RECORDS FOR THIS EXERCISE
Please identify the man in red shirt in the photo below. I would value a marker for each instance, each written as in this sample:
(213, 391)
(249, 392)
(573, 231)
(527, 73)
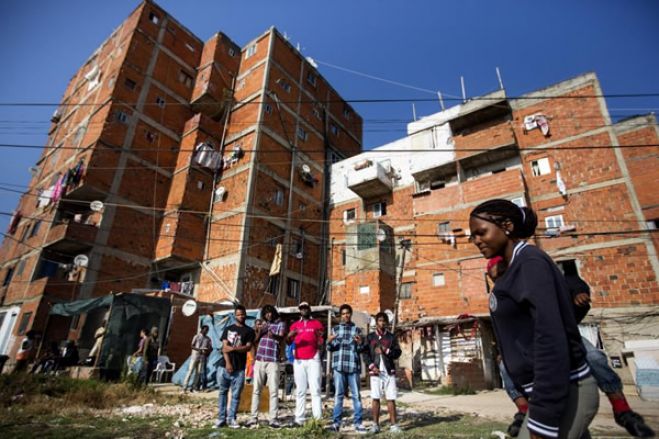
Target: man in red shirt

EXERCISE REQUIREMENTS
Apart from the pictures, write every entry out again exactly.

OUTPUT OF THE EXERCISE
Please identify the man in red shirt in the photo below. I would value a marker for each instance, each written as in this sample:
(213, 391)
(249, 392)
(573, 231)
(527, 73)
Target: man in red shirt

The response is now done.